======== GIVEN PASSAGE

I can see where that's hard actually because consensual organ donation is a very big deal.

Thanks for answering my question!
elialshadowpine: (Default)

[personal profile] elialshadowpine 2015-07-20 07:19 am (UTC)(link)
If the girlfriend offered it willingly, then it's not the medical practitioner's place to decide whether they should share the information. Unless you are working in mental health, your focus is on the patient's health, not possible emotional consequences, especially if someone is going to die if they do not receive the transplant ASAP (the lists are long and hellish to get through; I have a friend who is about two points short of being able to go on the transplant list, she has cirrhosis and alpha-1 disorder, and the longer they put it off, the more complications she develops and the lower her survival chances become, but since she's two points off, she can't be listed until her liver gets worse despite the complications, and the fact that if she does get worse, it is possible she may not survive the transplant, and there's usually a multi-year wait once you're on the transplant list, unless you get really, really lucky). Yes, it will royally suck for her emotionally if the girlfriend breaks up with her, but she'll be alive. That should be the doctor's top priority, and what Cameron did is I believe actionable under medical law; certainly, it would be reason for administrative action, at the very least. I don't remember the episode well enough to say whether that was included or not.

(Mom works in medical. Psych, but she did the nurse version of residency in military ER. While the tough decisions weren't up to her as a nurse, she saw enough of the consequences that she is very, very hardcore in her stances on the importance of medical professionalism and priority.)
diet_poison: (Default)

[personal profile] diet_poison 2015-07-20 04:30 pm (UTC)(link)
I do agree. But it sucks because there might be serious consequences afterward, the survivor will probably have horrible guilt, the girlfriend will have horrible pain, and a messy lawsuit is not outside the realm of possibility. So even though I agree it's the right thing to do, it's a messy situation.

================
======== INFORMATION PROVIDED

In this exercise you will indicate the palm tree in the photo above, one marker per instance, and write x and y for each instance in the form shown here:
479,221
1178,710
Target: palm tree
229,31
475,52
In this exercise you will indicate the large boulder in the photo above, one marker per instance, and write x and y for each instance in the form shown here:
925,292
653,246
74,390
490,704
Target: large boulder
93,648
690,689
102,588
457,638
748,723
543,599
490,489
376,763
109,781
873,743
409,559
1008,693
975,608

================

## ACTIVITY 1:
In the organ donation discussion, which two conditions does the friend who is short of the transplant list have?
## ACTIVITY 2:
From the organ donation discussion, extract the passage starting at "I do agree." and ending at "a messy situation.".
The material has no connection to the organ donation discussion.

## TASK SOLUTION 1:
Cirrhosis and alpha-1 disorder.

## TASK SOLUTION 2:
I do agree. But it sucks because there might be serious consequences afterward, the survivor will probably have horrible guilt, the girlfriend will have horrible pain, and a messy lawsuit is not outside the realm of possibility. So even though I agree it's the right thing to do, it's a messy situation.